>> begin RECORD EXCERPTS

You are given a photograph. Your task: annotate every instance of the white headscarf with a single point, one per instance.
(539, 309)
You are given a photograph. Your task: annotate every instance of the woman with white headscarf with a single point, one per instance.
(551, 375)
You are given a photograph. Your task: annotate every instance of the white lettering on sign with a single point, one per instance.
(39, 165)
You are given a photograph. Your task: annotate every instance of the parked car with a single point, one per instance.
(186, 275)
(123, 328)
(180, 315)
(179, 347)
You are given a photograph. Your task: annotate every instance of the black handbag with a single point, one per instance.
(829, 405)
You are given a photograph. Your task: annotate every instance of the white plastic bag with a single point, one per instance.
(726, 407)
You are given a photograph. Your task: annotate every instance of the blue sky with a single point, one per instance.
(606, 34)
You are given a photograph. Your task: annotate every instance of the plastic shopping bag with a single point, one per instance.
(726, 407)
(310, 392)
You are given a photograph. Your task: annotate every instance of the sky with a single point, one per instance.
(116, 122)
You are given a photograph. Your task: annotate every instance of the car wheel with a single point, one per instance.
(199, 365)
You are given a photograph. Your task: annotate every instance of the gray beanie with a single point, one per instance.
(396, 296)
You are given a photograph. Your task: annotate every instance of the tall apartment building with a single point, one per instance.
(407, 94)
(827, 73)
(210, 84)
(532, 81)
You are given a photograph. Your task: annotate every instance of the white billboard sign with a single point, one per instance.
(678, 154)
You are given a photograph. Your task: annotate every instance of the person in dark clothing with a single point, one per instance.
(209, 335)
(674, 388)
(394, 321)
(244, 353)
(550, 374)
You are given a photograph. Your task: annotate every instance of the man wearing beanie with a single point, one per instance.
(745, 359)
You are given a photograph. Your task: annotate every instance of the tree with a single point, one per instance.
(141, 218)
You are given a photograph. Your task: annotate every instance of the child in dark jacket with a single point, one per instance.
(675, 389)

>> end RECORD EXCERPTS

AIM OF THE EXERCISE: Rescale everything from the line containing "clothing with a single point, one per instance." down to the end of the data, both ends included. Copy every other line unchanged, and multiply each point coordinate by 1.1, rounding to whole numbers with halves rounded up.

ANSWER TO THIS PROBLEM:
You are given a photograph. Your task: annotate every instance of the person in dark clothing with a single point, one per instance.
(230, 369)
(741, 427)
(433, 353)
(268, 388)
(605, 411)
You are given a photograph. Your task: annotate every instance of the man wearing beanie with a single point, one per instance.
(820, 395)
You are given a photograph. Your task: annotate every instance of the tree with a single point, one per instance.
(155, 240)
You are given a photograph. Your task: annotate every instance of the child in dark jacket with a single point, one per instance.
(743, 428)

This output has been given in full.